*Requirement:*
Exact reproduction of all the data is required, with pictures excluded.

Natural-language object grounding data
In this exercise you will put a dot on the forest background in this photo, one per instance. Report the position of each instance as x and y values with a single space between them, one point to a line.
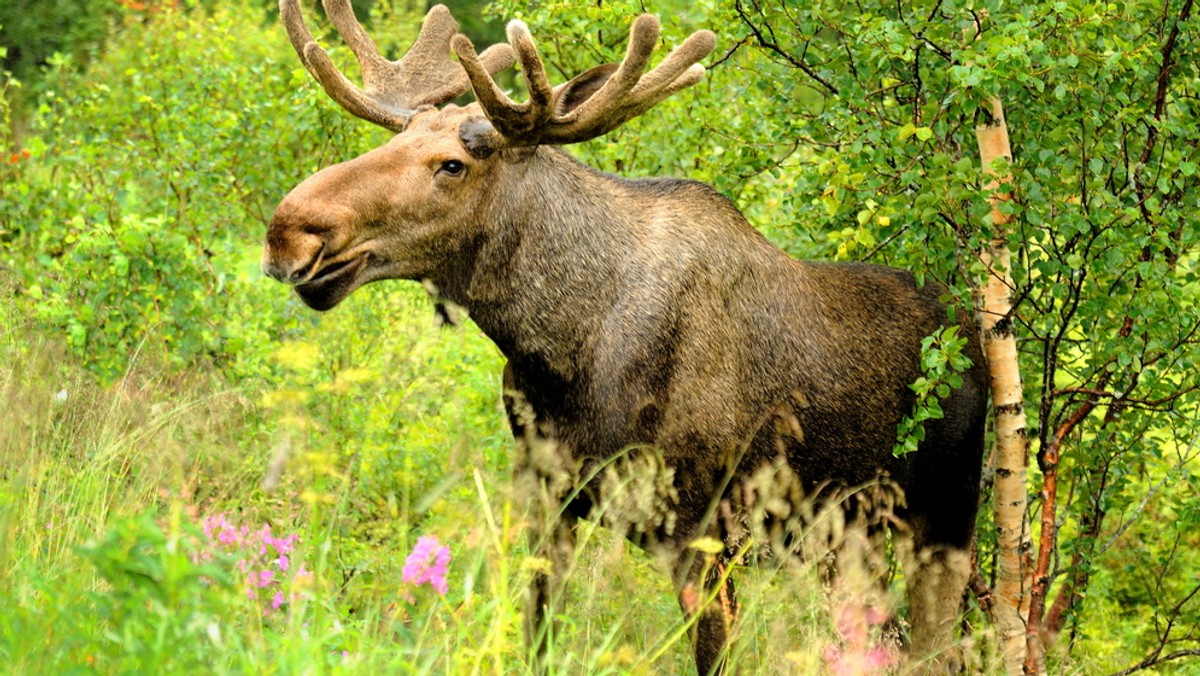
198 472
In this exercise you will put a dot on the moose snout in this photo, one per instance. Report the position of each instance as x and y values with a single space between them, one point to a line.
292 255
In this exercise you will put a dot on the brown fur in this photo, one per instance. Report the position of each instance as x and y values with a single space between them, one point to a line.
648 321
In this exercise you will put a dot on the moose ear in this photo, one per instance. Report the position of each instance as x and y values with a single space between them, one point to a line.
569 95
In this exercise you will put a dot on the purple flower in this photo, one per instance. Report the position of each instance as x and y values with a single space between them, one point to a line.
427 564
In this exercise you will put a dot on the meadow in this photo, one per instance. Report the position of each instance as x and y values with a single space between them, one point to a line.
198 473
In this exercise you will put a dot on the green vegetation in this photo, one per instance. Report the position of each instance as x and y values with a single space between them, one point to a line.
157 394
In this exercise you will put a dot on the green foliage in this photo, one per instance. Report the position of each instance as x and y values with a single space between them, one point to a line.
942 362
133 198
161 608
138 214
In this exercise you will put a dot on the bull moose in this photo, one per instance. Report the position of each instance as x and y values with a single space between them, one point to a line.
639 317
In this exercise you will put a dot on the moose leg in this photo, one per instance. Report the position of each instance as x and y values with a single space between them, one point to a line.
937 578
708 600
555 545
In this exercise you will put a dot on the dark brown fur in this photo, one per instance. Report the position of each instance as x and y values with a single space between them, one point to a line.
646 321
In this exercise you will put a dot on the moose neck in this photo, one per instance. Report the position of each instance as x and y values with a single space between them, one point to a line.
550 262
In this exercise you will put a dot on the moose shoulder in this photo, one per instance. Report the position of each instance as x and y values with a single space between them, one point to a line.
640 318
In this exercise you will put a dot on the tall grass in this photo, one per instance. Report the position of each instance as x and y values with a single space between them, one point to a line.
103 491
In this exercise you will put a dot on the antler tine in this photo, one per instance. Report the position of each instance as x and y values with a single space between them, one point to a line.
393 90
642 37
516 119
553 117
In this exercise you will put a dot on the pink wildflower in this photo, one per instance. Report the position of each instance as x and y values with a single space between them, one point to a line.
427 564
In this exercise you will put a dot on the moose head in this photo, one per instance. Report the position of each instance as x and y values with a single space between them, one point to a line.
647 325
411 208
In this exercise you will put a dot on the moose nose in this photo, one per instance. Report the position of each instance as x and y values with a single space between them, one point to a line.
292 255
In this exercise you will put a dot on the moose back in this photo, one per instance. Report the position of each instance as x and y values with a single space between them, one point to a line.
646 323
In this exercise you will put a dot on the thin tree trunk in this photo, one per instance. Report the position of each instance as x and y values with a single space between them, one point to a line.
1012 447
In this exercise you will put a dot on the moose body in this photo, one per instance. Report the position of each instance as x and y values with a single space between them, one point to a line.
637 317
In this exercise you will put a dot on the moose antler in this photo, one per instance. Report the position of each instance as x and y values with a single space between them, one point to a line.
594 102
391 90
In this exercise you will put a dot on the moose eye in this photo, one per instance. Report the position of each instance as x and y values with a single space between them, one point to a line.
453 167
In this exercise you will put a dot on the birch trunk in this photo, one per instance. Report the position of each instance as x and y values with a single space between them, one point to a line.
1011 453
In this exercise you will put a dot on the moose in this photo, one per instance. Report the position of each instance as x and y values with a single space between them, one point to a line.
639 317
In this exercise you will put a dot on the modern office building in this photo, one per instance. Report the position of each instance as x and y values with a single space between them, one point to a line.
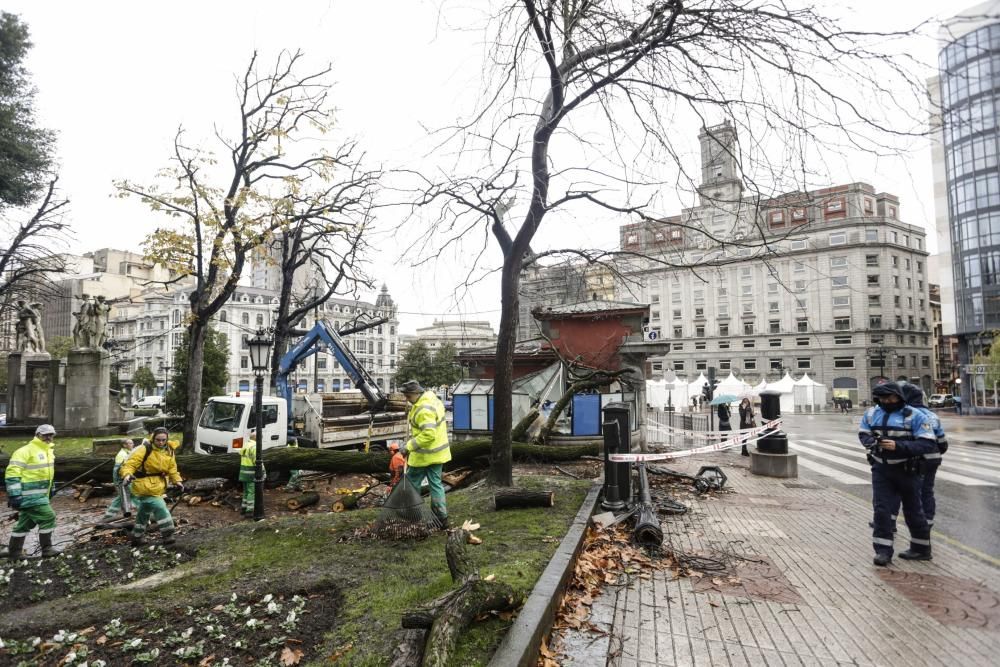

*Reply to the exercise:*
In this exercise you will put a dot on the forest background in this photo, one per instance. Report the position of each instance as x and y values with a single space between them, one point to a line.
198 472
In this exercise you will put a dot on the moose snout in this photo, one per instance. Report the position of each instance as x and y values with a single space between them, one point to a line.
292 255
In this exercise you will put a dot on the brown fur in this photo, one per instance. Report the position of each instance as x and y values with a single space between them, one point to a line.
648 321
In this exercise you will put a dot on the moose ear in this photo, one per instance. Report the position of each instance as x and y values with a single space between them, one point to a line.
569 95
In this exercise you will put a dot on the purple flower in this photo, one per instance. Report the position of each instance as x and y values with a single space between them, one point to a line.
427 564
In this exercise you will put a dot on the meadow in this photo, one per instance. Report the position of each instance as x and y values with a single space between them, one point to a line.
198 473
In this exercise you will put a dot on the green vegetation in this photo, one per instance. Report the position of each instance as x and y values with a single space between them, one point to a line.
157 394
In this exercise you will put a dot on the green foliage in this photo, one per instance. Report the position of each instance as x and y values with a single space between them, one point to a line.
942 362
133 198
161 608
138 214
In this exercise you will put a dot on the bull moose in this photo, one per instance. Report the position of each instance as x and y values with a single space between them, one point to a line.
639 317
In this exercise you will put a dot on the moose leg in this photo, one per instance. Report the position of each instance as x and y values with a single space between them, one point to a line.
937 578
708 600
555 545
In this exercise you will put a dot on the dark brown fur in this photo, one per instance. Report the position of each instance as x and y values with a single space between them, one point to a line.
646 321
In this exercise you will put a dot on the moose neck in this photo, one per instance. Report the position of each instance as x and y values with a single space between them, one point to a line.
550 262
In this exercise you will put a dot on the moose shoulder in this photo, one per instance. Report the position of each instance as x and y values with a single space between them, one point to a line.
640 318
In this exercise you will put a dot on the tall grass in this photo, one per instance. Report the position of each instance as x and y values with a single space between them, one point to a line.
103 491
In this exercise you will put a dot on the antler tine in this photo, one per instance. Report the position of each instance as x and y values with a single space between them, one point to a line.
393 90
642 37
516 119
553 117
In this exercise you will put a dot on the pink wildflower in this photo, one per instance. Report the position of each instance as x and y values with a single space between them, one point to a line.
427 564
In this exercise you will put a dot on the moose head in this photo, one per instance. Report the position of each instance as x and y values with a single space between them, one point to a line.
647 325
411 208
In this exercise you will put a dot on the moose nose in this photo, one per instance. Report the position of each instance as x and y values with a single space between them, one point to a line.
292 255
In this exercise you will put a dot on the moose back in this photo, one per instance. Report the position of each instance as x and y values with a single space between them, one point to a line.
646 323
In this exercise you will put a dot on the thin tree trunk in this photo, one per instance. Report the position of each instance as x and y values with a single space between them, one point to a line.
1012 447
In this exercise you will put a dot on the moose body in this photo, one per instance. Report the position of each instance as x and y values with a single space between them, one point to a line.
637 317
In this exercise you will put a dot on the moose antler in this photo, one per instance. Report the position of each instance as x and y values with a single space between them, one point to a line.
594 102
391 90
In this exercise you will put a dot on the moose eye in this photo, one per instance. Report the position of each instance as x and y values with a single space between them, one point to a line.
453 167
In this exercise you will put a dot on the birch trunk in this photo, one per instance. Report the position of each instance as x and y values with a single space between them, one point to a line.
1011 453
In this exercise you will put a dot on the moose in this photo, one per instance. Report the position of each instance as x and y values with a single space between them, one point to a line.
639 317
In this exercise you will put a dot on the modern office building in this photo, one per instance. Report the position of each instance as x and y values with a single space between them, one point to a line.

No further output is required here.